:: Task directions ::
Exactly the lines from the one containing "Note: for every instance of the ceiling fan in" through the final line of the listing are to be retyped, and nothing more.

-- Start of Extracted material --

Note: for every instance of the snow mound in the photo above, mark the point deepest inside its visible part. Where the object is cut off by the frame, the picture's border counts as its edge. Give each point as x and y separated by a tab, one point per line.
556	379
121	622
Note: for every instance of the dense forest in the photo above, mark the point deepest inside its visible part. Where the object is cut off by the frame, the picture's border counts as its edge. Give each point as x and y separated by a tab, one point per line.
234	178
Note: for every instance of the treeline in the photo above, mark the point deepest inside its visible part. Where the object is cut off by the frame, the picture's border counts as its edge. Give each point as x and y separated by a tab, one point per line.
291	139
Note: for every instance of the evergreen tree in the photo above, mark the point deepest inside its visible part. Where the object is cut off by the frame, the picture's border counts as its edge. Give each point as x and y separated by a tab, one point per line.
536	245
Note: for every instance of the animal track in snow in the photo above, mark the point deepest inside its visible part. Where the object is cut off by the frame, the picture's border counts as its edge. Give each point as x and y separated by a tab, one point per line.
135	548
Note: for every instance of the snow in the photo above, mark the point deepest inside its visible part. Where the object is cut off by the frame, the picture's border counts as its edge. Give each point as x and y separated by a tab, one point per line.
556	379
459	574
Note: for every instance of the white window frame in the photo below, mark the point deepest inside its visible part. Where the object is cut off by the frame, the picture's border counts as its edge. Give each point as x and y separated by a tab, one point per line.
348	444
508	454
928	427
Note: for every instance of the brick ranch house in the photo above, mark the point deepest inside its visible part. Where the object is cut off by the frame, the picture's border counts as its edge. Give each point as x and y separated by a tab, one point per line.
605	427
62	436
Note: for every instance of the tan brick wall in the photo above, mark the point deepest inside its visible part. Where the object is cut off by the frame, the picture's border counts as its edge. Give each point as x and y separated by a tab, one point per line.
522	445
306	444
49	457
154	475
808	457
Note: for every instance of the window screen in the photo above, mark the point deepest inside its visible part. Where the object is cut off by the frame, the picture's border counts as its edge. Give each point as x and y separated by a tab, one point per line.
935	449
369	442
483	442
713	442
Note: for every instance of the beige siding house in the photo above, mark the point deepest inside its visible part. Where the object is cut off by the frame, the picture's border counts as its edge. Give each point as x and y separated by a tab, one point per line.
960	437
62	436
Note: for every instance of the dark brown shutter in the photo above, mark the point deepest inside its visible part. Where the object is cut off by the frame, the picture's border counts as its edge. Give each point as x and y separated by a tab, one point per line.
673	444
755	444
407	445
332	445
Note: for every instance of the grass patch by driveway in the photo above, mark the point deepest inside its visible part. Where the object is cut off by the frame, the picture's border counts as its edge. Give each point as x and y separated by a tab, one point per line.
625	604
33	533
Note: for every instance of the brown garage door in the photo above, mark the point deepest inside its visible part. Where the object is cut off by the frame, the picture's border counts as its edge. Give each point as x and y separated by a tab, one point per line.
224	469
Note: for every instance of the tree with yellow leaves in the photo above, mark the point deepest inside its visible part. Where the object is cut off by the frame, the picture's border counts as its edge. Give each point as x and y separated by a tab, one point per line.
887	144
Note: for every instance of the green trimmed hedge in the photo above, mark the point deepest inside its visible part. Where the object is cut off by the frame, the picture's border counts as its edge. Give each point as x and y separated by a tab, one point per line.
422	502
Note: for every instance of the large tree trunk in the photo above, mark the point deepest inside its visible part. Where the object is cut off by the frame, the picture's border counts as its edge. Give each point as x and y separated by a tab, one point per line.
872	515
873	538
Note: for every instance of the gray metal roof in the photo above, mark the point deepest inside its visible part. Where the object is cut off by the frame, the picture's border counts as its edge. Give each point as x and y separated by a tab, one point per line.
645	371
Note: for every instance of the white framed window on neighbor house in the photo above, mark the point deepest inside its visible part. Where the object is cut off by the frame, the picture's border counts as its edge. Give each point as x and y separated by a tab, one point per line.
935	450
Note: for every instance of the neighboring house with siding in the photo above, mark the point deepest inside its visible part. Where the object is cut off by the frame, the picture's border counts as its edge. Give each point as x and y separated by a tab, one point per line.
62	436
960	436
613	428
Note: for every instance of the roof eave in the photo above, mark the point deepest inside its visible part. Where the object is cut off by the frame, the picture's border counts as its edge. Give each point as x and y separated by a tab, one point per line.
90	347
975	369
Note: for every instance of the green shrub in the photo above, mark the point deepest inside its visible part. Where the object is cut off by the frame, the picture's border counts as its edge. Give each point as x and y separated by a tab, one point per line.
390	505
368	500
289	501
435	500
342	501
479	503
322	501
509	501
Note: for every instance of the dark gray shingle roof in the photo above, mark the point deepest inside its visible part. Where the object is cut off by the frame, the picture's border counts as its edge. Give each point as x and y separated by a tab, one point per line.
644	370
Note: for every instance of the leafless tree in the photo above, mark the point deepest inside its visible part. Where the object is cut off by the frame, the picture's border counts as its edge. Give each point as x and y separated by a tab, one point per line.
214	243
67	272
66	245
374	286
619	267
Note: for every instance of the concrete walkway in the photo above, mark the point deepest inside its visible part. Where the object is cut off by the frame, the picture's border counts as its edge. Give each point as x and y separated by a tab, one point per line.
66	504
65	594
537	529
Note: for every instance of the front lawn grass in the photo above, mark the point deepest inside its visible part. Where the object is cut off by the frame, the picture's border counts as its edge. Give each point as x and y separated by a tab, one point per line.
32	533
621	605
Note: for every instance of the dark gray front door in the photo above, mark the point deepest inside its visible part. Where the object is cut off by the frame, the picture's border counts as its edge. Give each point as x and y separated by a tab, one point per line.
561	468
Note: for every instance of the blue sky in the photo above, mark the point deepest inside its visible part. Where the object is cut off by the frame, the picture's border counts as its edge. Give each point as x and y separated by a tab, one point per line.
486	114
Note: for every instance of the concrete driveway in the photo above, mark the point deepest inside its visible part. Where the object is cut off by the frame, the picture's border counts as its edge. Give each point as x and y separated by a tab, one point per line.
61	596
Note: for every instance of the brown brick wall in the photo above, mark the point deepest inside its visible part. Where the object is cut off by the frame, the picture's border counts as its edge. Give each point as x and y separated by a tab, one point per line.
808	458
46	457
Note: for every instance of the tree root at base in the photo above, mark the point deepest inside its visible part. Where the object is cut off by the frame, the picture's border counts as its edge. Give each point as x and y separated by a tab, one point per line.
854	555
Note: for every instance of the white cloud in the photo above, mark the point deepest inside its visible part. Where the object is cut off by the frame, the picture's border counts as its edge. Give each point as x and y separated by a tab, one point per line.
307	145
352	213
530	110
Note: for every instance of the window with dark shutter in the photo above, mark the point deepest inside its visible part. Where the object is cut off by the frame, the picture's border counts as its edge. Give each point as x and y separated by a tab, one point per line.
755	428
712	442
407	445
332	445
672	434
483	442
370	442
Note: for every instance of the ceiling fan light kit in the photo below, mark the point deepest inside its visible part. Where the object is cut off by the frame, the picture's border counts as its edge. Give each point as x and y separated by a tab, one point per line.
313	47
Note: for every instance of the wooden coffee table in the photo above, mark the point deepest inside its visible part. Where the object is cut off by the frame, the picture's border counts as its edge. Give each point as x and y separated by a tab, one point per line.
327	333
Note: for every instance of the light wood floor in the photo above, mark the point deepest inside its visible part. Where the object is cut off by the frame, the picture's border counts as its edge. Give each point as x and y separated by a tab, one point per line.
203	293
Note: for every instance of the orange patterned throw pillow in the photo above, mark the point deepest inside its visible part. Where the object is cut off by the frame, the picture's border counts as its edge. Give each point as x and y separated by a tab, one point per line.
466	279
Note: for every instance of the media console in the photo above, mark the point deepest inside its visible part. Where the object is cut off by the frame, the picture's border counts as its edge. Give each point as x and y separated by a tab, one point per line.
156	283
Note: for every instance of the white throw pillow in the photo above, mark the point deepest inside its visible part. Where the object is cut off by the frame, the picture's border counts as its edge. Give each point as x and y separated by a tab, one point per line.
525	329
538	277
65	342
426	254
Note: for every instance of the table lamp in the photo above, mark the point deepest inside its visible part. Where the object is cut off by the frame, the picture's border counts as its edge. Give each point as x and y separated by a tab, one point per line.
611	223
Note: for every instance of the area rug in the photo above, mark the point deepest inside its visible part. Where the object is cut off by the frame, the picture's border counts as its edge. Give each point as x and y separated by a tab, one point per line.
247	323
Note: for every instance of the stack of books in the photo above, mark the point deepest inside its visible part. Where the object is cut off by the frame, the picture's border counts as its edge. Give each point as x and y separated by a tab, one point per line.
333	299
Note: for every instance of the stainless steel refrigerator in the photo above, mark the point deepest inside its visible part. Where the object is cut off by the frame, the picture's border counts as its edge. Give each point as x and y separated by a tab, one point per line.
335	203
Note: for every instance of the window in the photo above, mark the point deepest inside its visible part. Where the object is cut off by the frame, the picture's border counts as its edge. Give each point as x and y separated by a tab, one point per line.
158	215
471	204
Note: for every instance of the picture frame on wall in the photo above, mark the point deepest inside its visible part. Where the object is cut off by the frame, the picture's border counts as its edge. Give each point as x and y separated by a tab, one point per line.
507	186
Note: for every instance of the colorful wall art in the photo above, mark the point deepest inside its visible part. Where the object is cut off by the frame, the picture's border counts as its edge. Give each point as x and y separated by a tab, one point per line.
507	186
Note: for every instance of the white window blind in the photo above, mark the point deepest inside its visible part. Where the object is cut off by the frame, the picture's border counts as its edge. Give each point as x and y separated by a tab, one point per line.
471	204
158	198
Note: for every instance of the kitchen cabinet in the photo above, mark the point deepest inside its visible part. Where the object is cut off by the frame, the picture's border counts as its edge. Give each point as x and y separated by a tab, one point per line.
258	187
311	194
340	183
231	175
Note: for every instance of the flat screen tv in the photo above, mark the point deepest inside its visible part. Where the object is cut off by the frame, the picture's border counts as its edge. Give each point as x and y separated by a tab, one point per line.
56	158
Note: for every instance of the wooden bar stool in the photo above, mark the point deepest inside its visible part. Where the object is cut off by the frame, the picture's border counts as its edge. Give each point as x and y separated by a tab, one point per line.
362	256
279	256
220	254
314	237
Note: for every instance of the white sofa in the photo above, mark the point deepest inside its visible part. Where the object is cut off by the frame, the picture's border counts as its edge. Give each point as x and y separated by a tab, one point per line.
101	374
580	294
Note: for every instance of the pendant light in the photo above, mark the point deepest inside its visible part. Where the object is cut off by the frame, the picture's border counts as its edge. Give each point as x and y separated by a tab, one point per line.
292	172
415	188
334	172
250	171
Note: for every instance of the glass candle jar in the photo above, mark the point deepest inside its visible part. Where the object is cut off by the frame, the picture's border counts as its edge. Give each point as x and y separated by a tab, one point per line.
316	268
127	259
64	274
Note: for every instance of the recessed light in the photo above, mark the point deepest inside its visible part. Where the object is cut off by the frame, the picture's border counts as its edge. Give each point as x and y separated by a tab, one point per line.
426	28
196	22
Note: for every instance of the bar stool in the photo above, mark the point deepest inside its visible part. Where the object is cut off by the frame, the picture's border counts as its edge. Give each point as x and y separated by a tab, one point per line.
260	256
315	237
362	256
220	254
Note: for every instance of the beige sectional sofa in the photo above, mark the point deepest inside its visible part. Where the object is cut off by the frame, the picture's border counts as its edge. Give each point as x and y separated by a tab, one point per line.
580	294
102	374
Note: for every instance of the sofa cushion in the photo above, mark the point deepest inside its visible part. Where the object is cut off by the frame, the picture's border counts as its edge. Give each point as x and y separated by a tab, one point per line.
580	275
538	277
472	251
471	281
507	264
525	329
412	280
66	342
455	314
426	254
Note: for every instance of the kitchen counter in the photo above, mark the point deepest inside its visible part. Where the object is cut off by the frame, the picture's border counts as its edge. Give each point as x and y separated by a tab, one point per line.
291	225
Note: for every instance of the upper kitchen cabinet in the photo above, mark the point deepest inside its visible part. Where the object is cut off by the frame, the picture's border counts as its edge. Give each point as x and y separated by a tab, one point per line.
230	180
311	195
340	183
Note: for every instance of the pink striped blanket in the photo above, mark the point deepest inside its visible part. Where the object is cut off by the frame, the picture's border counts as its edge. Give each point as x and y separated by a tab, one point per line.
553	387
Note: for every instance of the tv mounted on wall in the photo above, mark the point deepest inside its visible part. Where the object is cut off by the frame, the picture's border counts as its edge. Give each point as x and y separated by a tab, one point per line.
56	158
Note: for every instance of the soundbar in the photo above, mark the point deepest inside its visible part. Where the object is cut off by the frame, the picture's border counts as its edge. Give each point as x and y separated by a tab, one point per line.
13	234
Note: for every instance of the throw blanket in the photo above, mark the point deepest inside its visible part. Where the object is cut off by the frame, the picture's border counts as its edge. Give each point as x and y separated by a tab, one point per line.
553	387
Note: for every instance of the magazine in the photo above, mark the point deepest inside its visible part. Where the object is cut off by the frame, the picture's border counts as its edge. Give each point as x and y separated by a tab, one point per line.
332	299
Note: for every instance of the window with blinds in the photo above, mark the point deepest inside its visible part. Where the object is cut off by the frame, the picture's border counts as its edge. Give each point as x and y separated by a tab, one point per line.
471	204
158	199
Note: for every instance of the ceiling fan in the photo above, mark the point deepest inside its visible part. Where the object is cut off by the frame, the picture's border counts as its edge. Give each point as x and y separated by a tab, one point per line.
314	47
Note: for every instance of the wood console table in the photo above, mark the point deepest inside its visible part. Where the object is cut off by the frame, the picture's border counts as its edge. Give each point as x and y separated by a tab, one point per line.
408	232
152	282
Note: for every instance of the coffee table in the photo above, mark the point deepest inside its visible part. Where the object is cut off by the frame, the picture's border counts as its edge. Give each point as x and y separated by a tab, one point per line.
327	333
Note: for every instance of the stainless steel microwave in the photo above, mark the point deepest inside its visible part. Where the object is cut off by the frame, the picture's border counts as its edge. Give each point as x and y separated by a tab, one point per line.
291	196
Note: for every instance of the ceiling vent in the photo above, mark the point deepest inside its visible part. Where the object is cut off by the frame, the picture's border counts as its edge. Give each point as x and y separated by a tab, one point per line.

-- End of Extracted material --

:: Task solution ::
Note: for every instance of the ceiling fan in the photo above, mark the point deepest inside its visible part. Where the object is cut off by the frame, the picture's border counts as its edge. Give each point as x and y separated by a tab, one point per line.
314	47
Note: for every instance of the wood console table in the photo above, mark the point deepest inside its visible part. Where the object is cut off by the frame, the picture's border counts as its edge. Give each point as x and y separated by a tab, one point per line.
408	232
152	282
Note: for every instance of the coffee table in the photo above, mark the point deepest inside its visible part. Where the object is cut off by the frame, the picture's border counts as its edge. Give each point as x and y separated by a tab, one point per line.
327	333
Note: for every instance of the stainless steel microwave in the photo above, mark the point deepest inside its visible part. Where the object is cut off by the frame, the picture's border counts as its edge. Give each point as x and y separated by a tab, one point per line.
291	196
Note: for every instance of the ceiling vent in the photo above, mark the point deepest inside its visible part. Where the object is cut off by the frame, the picture's border counts as its edge. Give each point as x and y separated by a tab, one point per line.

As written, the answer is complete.